**RECORDS SHOWN**
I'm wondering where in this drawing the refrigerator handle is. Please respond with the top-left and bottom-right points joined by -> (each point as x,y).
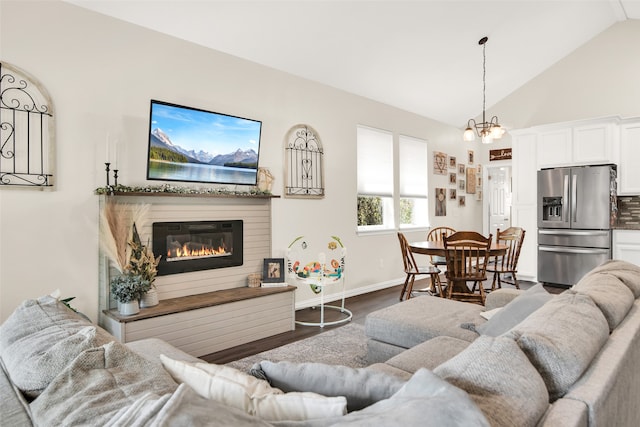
572,173 -> 577,223
563,174 -> 569,223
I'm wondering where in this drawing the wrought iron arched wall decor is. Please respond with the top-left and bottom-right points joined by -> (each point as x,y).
284,124 -> 324,198
0,62 -> 55,187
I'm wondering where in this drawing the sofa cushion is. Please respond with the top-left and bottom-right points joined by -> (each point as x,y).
0,358 -> 32,426
161,356 -> 347,421
0,295 -> 90,351
385,336 -> 470,373
506,290 -> 609,401
29,340 -> 178,426
434,335 -> 549,427
474,283 -> 553,337
0,295 -> 114,399
573,271 -> 634,331
584,260 -> 640,298
251,360 -> 405,412
2,325 -> 99,399
365,296 -> 484,349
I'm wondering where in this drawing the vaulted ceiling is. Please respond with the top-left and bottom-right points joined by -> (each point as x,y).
66,1 -> 639,129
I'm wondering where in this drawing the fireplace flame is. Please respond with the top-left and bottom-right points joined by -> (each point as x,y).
167,242 -> 230,261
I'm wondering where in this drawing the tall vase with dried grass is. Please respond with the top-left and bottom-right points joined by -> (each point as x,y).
100,202 -> 161,309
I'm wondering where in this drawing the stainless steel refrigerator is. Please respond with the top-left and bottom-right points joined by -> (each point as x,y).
537,164 -> 617,287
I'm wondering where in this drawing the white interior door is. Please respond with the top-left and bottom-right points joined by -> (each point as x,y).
487,166 -> 512,237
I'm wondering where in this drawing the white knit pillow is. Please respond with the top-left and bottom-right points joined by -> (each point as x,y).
160,355 -> 346,421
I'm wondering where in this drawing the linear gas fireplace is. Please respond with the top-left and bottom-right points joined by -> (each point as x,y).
152,220 -> 243,276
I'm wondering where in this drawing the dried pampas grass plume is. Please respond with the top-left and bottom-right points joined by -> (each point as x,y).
99,201 -> 151,272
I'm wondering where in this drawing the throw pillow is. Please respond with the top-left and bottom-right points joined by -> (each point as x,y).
251,360 -> 406,411
2,326 -> 98,399
334,368 -> 490,426
434,335 -> 549,427
506,290 -> 609,401
160,355 -> 347,421
474,283 -> 553,337
573,271 -> 634,331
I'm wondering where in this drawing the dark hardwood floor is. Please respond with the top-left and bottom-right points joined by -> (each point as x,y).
201,278 -> 565,364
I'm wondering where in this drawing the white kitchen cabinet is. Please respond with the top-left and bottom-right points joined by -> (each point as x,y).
535,118 -> 619,169
537,128 -> 572,168
618,119 -> 640,195
511,204 -> 538,281
512,133 -> 537,205
573,122 -> 617,165
613,230 -> 640,265
510,132 -> 538,280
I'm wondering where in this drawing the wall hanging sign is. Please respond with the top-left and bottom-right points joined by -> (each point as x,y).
284,124 -> 324,198
0,62 -> 55,188
466,167 -> 477,194
489,148 -> 512,161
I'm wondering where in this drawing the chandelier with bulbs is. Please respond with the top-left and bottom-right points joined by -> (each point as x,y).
463,36 -> 505,144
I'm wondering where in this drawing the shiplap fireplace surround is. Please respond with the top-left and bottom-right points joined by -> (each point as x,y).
97,194 -> 296,357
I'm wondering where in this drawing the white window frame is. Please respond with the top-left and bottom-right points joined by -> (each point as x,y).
356,126 -> 429,234
357,126 -> 394,233
398,135 -> 429,230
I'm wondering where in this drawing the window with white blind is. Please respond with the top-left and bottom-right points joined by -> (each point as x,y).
399,135 -> 429,228
357,126 -> 429,232
357,126 -> 394,231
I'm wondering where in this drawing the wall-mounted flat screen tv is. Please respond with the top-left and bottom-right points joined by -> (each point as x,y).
147,100 -> 262,186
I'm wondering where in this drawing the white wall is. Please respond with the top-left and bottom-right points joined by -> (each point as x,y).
0,0 -> 484,322
492,19 -> 640,130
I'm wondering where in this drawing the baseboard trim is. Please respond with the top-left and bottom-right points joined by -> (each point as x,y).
294,278 -> 403,310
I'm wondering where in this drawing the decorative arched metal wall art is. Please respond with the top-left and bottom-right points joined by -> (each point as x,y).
0,62 -> 55,188
284,124 -> 324,198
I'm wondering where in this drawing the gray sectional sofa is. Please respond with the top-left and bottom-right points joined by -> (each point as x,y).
1,260 -> 639,426
365,259 -> 640,426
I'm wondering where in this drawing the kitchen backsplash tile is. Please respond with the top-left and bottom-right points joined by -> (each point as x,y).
617,196 -> 640,229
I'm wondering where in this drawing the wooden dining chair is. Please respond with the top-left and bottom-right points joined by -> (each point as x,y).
486,227 -> 526,290
443,231 -> 492,305
397,232 -> 443,301
426,226 -> 456,267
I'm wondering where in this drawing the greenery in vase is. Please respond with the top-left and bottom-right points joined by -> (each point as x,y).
110,274 -> 149,303
126,223 -> 161,289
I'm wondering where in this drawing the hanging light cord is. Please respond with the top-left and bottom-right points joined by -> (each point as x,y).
480,37 -> 487,123
480,36 -> 488,126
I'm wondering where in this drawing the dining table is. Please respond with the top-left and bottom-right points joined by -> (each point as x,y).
409,240 -> 508,299
409,240 -> 508,257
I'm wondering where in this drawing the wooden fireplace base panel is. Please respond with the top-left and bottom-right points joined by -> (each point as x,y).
100,286 -> 296,357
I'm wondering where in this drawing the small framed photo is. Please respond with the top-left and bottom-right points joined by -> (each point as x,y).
449,172 -> 457,185
459,196 -> 466,207
449,156 -> 457,169
458,164 -> 465,175
449,188 -> 457,200
263,258 -> 285,283
468,150 -> 475,165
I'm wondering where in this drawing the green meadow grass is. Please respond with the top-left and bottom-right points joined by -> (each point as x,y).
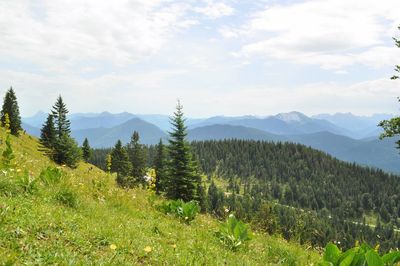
0,130 -> 320,265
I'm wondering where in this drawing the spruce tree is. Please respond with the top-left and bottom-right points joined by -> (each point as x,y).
39,114 -> 57,158
81,138 -> 92,162
54,134 -> 81,168
1,87 -> 22,136
51,95 -> 71,137
166,101 -> 199,201
39,96 -> 81,168
110,140 -> 132,187
127,131 -> 147,184
153,139 -> 166,194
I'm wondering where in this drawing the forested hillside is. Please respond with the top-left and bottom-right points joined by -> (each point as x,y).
89,139 -> 400,252
189,140 -> 400,251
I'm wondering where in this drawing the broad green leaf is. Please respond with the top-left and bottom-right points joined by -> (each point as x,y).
324,243 -> 341,264
382,251 -> 400,265
365,250 -> 383,266
318,262 -> 334,266
351,252 -> 366,266
339,248 -> 357,266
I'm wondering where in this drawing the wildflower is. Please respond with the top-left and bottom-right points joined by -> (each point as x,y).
171,244 -> 177,249
110,244 -> 117,250
144,246 -> 152,253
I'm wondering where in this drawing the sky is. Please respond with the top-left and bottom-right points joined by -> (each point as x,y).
0,0 -> 400,118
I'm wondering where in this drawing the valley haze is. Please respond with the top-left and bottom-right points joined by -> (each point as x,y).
21,110 -> 399,173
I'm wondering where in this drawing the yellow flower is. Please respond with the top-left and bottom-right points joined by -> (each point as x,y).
110,244 -> 117,250
144,246 -> 152,253
171,244 -> 177,249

**WHAT YOU SHOULD DO**
In the copy, include no pictures; transcribe every record above verbatim.

**REPLY**
I'm wondering where in this drawing the refrigerator handle is. Please respond with the top-left and bottom-right points joined by -> (each point as x,y).
572,173 -> 577,223
563,174 -> 569,223
I'm wondering where in this drawing the wrought iron arched wall decor is. Please respond with the top-left and bottom-right points joined by -> (each point as x,y).
284,124 -> 324,198
0,62 -> 55,187
I'm wondering where in this drawing the sofa cushion is. Please respond with the top-left and bottom-right points joined by -> (each point as x,y).
0,358 -> 32,426
161,356 -> 347,421
0,295 -> 90,351
385,336 -> 470,373
506,290 -> 609,401
29,340 -> 178,426
434,335 -> 549,427
474,283 -> 553,337
0,295 -> 114,399
573,271 -> 634,331
584,260 -> 640,298
251,360 -> 405,412
2,325 -> 99,399
365,296 -> 484,349
I'm wondering where in this drawing the vaulted ceiling is. Please respond with the top-left and bottom-right points joined by -> (each point as x,y).
66,1 -> 639,129
I'm wondering where in this drawing the fireplace flame is. Please respond with the top-left and bottom-right points joined by -> (each point as x,y).
167,242 -> 230,261
I'm wondering where in this drawing the tall vase with dried grass is. Please respond with the top-left and bottom-right points joined by -> (each point as x,y).
100,202 -> 161,309
I'm wondering where in this drawing the stainless steel refrigerator is. Please respond with the top-left and bottom-right points joined by -> (each point as x,y).
537,164 -> 617,287
I'm wondering where in this drawing the white interior door is. Please respond with the top-left and bottom-right points joined by -> (each point as x,y).
487,166 -> 512,237
I'm wondering where in this drawing the white knit pillow is. Please respond with the top-left and bottom-right points joined by -> (each point as x,y).
160,355 -> 346,421
I'm wondering where in this drawing the linear gas fireplace is. Please respond with the top-left and bottom-right points joined by -> (each point as x,y).
152,220 -> 243,276
I'm wondering where in this drawing the dried pampas grass plume is. Please respond with the top-left and bottom-right points joined by -> (each point as x,y).
99,201 -> 151,272
I'm wondering where in this drawing the throw pillow is. Please respond with the top-left and bottom-right points joined by -> (each point as x,y).
251,360 -> 406,411
2,326 -> 98,399
334,368 -> 490,426
434,335 -> 549,427
506,290 -> 609,401
160,355 -> 347,421
474,283 -> 553,337
573,271 -> 634,331
I'm wondering where in this drawing the dark hardwood floor is. Please respond with the top-left and bottom-right points joined by -> (each point as x,y).
201,278 -> 565,364
I'm wondering where in this drawing the white kitchen cabinet is. Please respond with the top-left and bottom-right points joined by -> (each point as x,y).
535,118 -> 619,169
537,128 -> 572,168
618,119 -> 640,195
511,204 -> 538,281
512,133 -> 537,205
573,122 -> 617,165
613,230 -> 640,265
510,132 -> 538,280
I'm wondering where in this drawing the wall hanging sign is. Please respond with the top-left and bottom-right points joined by -> (each point as x,y).
284,124 -> 324,198
0,62 -> 55,188
466,167 -> 477,194
489,148 -> 512,161
I'm wondering where in this drawing the chandelier with bulbs is. Please respond with the top-left and bottom-right points joined by -> (each point as x,y).
463,36 -> 505,144
I'm wondering where in this drawing the shiplap fireplace surround is. Please respond with the top-left and bottom-right points joined by -> (each point as x,y).
97,194 -> 296,357
I'm wondering where in this drawing the white window frame is. Please respond with the top-left and bottom-right points joined by -> (each point as x,y).
356,126 -> 429,234
357,126 -> 394,233
398,135 -> 429,230
I'm wondering where in this drawing the window with white blind is. Please respond with the top-left and bottom-right points joined by -> (each point as x,y).
399,135 -> 429,228
357,126 -> 429,232
357,126 -> 394,231
I'm wondering where in this drawing the wall-mounted flat screen tv is. Please respond with the top-left and bottom-right points joined by -> (each point as x,y).
147,100 -> 262,186
I'm wondering where in this drawing the white wall is. Please respond with the top-left and bottom-right points joined by -> (each point as x,y).
0,0 -> 484,322
492,19 -> 640,130
I'm wondering where in this drawing the baseboard trim is. Please respond with the top-left and bottom-right points joined by -> (each point as x,y).
294,278 -> 403,310
I'm wondering where in this drawing the decorative arched metal wall art is. Please respond with the top-left and bottom-right points joined by -> (each point as x,y).
0,62 -> 55,188
284,124 -> 324,198
I'm wondering where in this drawing the gray sectional sofa is. Please respond with the top-left and bottom-right points joined by -> (each point as x,y).
1,260 -> 639,426
365,259 -> 640,426
I'm wondering where in this drawing the kitchen backsplash tile is. Please respond with the top-left and bottom-right points joined by -> (each point as x,y).
617,196 -> 640,229
I'm wondering where in this drawing the wooden dining chair is. Please respond with the top-left and bottom-right points joined by -> (each point as x,y).
486,227 -> 526,290
443,231 -> 492,305
397,232 -> 443,301
426,226 -> 456,267
I'm wondering where in this drawing the greenery in vase is. Please respond with the top-left and bottom-right points joined by -> (each point as x,y).
110,274 -> 149,303
126,223 -> 161,289
I'm wondering where in this drawing the hanging light cord is. Please respond with the top-left and bottom-right points joined by -> (each point as x,y).
480,37 -> 487,123
480,36 -> 488,126
I'm wondering where in this drawing the dining table is. Please respond with the top-left and bottom-right points joined by -> (each point as x,y).
409,240 -> 508,299
409,240 -> 508,257
I'm wondering where in this drawing the wooden fireplace base panel is. Please respond with the top-left and bottom-right points joined by -> (each point as x,y).
100,286 -> 296,357
I'm wondering where in this drawing the small framed photo is. Please respond with the top-left and bottom-right points joined by -> (each point as x,y).
449,172 -> 457,185
459,196 -> 466,207
449,156 -> 457,169
458,164 -> 465,175
449,188 -> 457,200
263,258 -> 285,283
468,150 -> 475,165
I'm wondering where in this drawing the green meadow grass is. Please respond with the top-left and bottom-right points joined by -> (each point as x,y).
0,130 -> 320,265
I'm wondering where in this drawing the spruce tree is. Please respond with the top-left and bottom-right points joined by -> (each point as x,y).
39,114 -> 57,158
81,138 -> 92,162
54,134 -> 81,168
1,87 -> 22,136
51,95 -> 71,137
166,101 -> 199,201
39,96 -> 81,168
110,140 -> 132,187
127,131 -> 147,184
153,139 -> 166,194
I'm wondering where in this drawing the forested hillside is. Please respond with the top-left and bottom-right points joined by -> (each point as x,y).
89,139 -> 400,252
189,140 -> 400,251
I'm wondering where in this drawing the broad green leaf is. Please respond with the top-left and bottom-right points joined by -> (each point as x,y).
324,243 -> 341,264
382,251 -> 400,265
365,250 -> 383,266
318,262 -> 334,266
351,252 -> 366,266
339,248 -> 357,266
I'm wondering where in this drawing the wildflower is. Please respond with the top-left and bottom-right points joined by -> (each point as x,y).
171,244 -> 177,249
110,244 -> 117,250
144,246 -> 152,253
I'm wondering where in this drawing the sky is. Please respond with the top-left and bottom-right points joined by -> (each point as x,y).
0,0 -> 400,118
I'm wondering where in this drawing the valley haze is. Please respond with the top-left and bottom-right points joined by -> (each point as x,y).
21,110 -> 399,173
I'm wondering where in this drawing the yellow flower is. Please respond with the top-left and bottom-right points joined by -> (each point as x,y).
110,244 -> 117,250
144,246 -> 152,253
171,244 -> 177,249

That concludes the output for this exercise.